[TEXT SECTION]
● ● ● ● ●

Treatment with Cerdelga (eliglustat) leads to clinically meaningful long-term improvements in hemoglobin and platelet levels in patients with Gaucher disease type 1 (GD1), data from long-term Phase 2 and Phase 3 ENGAGE trials show.
The results were recently presented at the 59th American Society of Hematology (ASH) Annual Meeting & Exposition, Dec. 9-12 in Atlanta, Georgia, in a presentation titled “Long-Term Hematologic Response to Oral Eliglustat in Treatment-naive Patients with Gaucher Disease Type 1: Final Results from a Phase 2 and the Phase 3 Engage Trials.”
Cerdelga, a substrate reduction therapy (SRT), halts the accumulation of the fat molecule glucosylceramide (the hallmark of GD) by partially inhibiting the glucosylceramide synthase enzyme – the one responsible for the production of glucosylceramide.
The U.S. Food and Drug Administration (FDA) approved Cerdelga as a treatment for Gaucher disease type 1 in 2014, a decision supported by Phase 3 trials, including ENGAGE.
In the Phase 3 ENGAGE trial (NCT00891202), patients were randomized to a placebo or Cerdelga. After nine months of treatment, Cerdelga-treated patients met the primary endpoint – a significant reduction in spleen and liver volumes – and secondary endpoints – increases in hemoglobin concentration and platelet count (vital for blood clotting). In contrast, placebo-treated patients became slightly worse. The results were maintained during the trial’s extension phase.
Fourteen patients enrolled in an open-label extension study and received Cerdelga for 4.5 years. The data showed that Cerdelga maintains its efficacy, with hemoglobin level increasing – from 12.0 to 13.4 g/dL – and mean platelet count increases showing a boost of 87%.

● ● ● ● ●

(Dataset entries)

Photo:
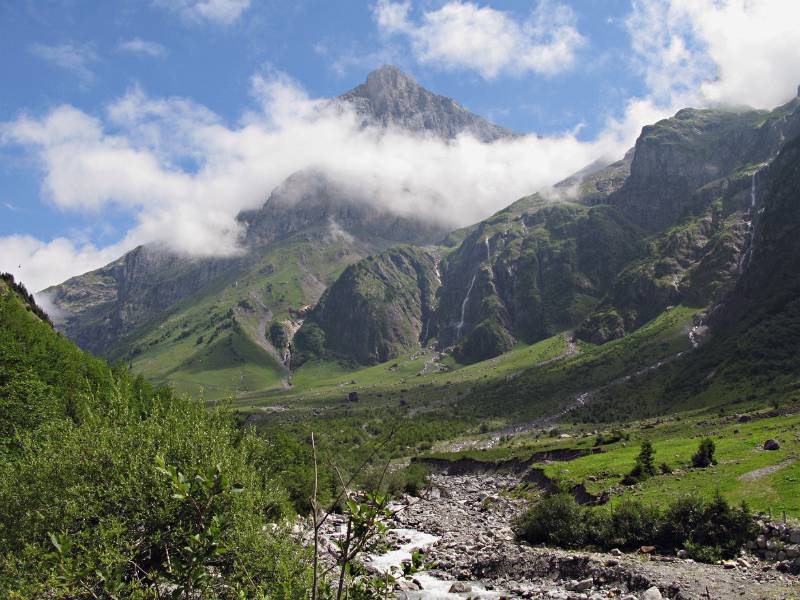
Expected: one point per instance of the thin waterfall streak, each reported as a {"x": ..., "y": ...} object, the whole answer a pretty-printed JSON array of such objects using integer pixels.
[{"x": 460, "y": 324}]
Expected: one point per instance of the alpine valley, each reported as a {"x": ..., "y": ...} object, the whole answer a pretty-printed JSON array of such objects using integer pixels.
[{"x": 592, "y": 393}]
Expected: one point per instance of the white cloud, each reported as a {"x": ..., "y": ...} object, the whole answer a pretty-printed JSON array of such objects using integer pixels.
[
  {"x": 70, "y": 57},
  {"x": 718, "y": 51},
  {"x": 38, "y": 264},
  {"x": 218, "y": 12},
  {"x": 184, "y": 174},
  {"x": 464, "y": 35},
  {"x": 143, "y": 47}
]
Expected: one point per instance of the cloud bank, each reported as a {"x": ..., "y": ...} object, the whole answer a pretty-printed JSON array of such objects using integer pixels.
[
  {"x": 183, "y": 173},
  {"x": 466, "y": 36},
  {"x": 143, "y": 48},
  {"x": 217, "y": 12},
  {"x": 75, "y": 58}
]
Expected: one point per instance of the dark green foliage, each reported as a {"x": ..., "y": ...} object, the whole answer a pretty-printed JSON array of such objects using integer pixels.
[
  {"x": 487, "y": 340},
  {"x": 704, "y": 456},
  {"x": 278, "y": 336},
  {"x": 410, "y": 480},
  {"x": 556, "y": 520},
  {"x": 376, "y": 309},
  {"x": 89, "y": 509},
  {"x": 709, "y": 529}
]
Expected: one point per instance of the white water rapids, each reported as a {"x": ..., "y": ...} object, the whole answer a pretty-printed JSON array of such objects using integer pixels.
[{"x": 432, "y": 586}]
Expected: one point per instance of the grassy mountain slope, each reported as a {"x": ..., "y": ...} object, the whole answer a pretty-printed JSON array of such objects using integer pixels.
[{"x": 378, "y": 308}]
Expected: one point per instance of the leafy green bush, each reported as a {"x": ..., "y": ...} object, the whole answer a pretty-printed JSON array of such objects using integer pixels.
[
  {"x": 645, "y": 465},
  {"x": 709, "y": 529},
  {"x": 109, "y": 488},
  {"x": 555, "y": 520}
]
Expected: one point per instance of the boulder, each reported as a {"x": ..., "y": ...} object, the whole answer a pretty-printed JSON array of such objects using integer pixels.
[
  {"x": 460, "y": 587},
  {"x": 652, "y": 593},
  {"x": 580, "y": 586}
]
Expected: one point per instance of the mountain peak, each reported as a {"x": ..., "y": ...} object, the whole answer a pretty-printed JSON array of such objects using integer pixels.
[{"x": 389, "y": 97}]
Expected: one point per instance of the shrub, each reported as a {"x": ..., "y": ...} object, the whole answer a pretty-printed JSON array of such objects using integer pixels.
[
  {"x": 644, "y": 467},
  {"x": 704, "y": 456},
  {"x": 556, "y": 520},
  {"x": 709, "y": 530}
]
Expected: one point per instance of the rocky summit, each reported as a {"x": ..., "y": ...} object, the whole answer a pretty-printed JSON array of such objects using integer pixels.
[{"x": 390, "y": 97}]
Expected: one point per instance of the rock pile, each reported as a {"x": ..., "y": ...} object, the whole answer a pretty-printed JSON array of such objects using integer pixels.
[{"x": 779, "y": 542}]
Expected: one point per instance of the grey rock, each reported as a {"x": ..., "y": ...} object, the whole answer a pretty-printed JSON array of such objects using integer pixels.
[
  {"x": 389, "y": 97},
  {"x": 460, "y": 587},
  {"x": 652, "y": 593},
  {"x": 580, "y": 586}
]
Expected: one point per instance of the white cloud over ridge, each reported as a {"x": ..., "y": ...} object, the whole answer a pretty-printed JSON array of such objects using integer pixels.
[
  {"x": 463, "y": 35},
  {"x": 705, "y": 52},
  {"x": 143, "y": 48},
  {"x": 218, "y": 12},
  {"x": 185, "y": 175}
]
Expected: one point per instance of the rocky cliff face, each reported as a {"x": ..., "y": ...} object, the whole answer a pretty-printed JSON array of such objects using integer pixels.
[
  {"x": 691, "y": 178},
  {"x": 530, "y": 277},
  {"x": 378, "y": 308},
  {"x": 676, "y": 157},
  {"x": 389, "y": 97}
]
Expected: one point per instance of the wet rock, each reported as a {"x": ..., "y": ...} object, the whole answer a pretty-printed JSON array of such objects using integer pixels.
[
  {"x": 460, "y": 587},
  {"x": 580, "y": 586}
]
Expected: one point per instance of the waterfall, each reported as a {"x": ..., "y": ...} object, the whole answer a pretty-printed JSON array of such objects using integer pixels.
[
  {"x": 460, "y": 324},
  {"x": 745, "y": 259}
]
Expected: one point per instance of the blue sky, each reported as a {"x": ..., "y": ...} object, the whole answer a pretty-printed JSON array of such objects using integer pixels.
[{"x": 158, "y": 96}]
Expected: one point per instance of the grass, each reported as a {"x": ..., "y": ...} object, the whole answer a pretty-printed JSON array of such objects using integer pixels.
[
  {"x": 213, "y": 341},
  {"x": 739, "y": 451}
]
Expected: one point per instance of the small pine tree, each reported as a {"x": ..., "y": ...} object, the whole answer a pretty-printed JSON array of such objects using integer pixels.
[
  {"x": 704, "y": 456},
  {"x": 645, "y": 465},
  {"x": 646, "y": 459}
]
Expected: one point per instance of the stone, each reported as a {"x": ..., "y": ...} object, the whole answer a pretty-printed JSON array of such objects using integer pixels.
[
  {"x": 580, "y": 586},
  {"x": 460, "y": 587},
  {"x": 652, "y": 593}
]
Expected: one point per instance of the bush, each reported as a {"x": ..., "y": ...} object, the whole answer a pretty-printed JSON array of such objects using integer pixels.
[
  {"x": 555, "y": 520},
  {"x": 704, "y": 456},
  {"x": 644, "y": 467}
]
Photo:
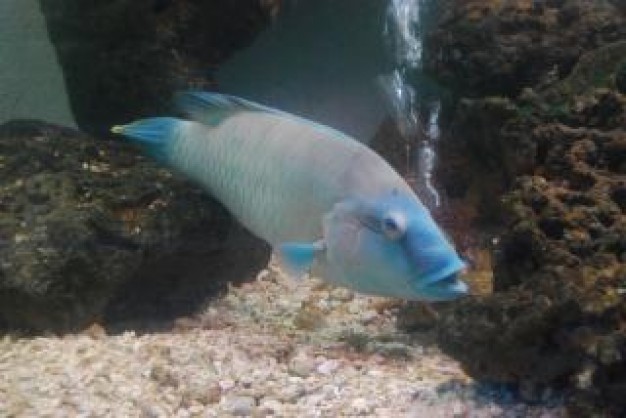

● ● ● ● ●

[TASK STATEMENT] Continue the article on Cerdelga's long-term results in Gaucher disease type 1 from the point where it ends.

[YOUR RESPONSE]
The study, “Effect of Oral Eliglustat on Splenomegaly in Patients With Gaucher Disease Type 1: The ENGAGE Randomized Clinical Trial,” was published in the journal JAMA.
In the Phase 2 trial (NCT00358150), patients showed improvements in spleen volume, hemoglobin level, and platelet counts. Data from 19 patients treated with Cerdelga for eight years continued to show improvements in hemoglobin levels – from 11.3 to 13.4 g/dL – and increases of 110% in platelet counts.
The phase 2 trial results were published in the journal Blood in a study titled “A phase 2 study of eliglustat tartrate (Genz-112638), an oral substrate reduction therapy for Gaucher disease type 1.”
Overall, “in previously untreated patients with GD1, clinically meaningful improvements in hematologic parameters continued or were maintained over time after 8 years of treatment with eliglustat in the Phase 2 trial and after 4.5 years of eliglustat in the Phase 3 ENGAGE trial,” the study concluded.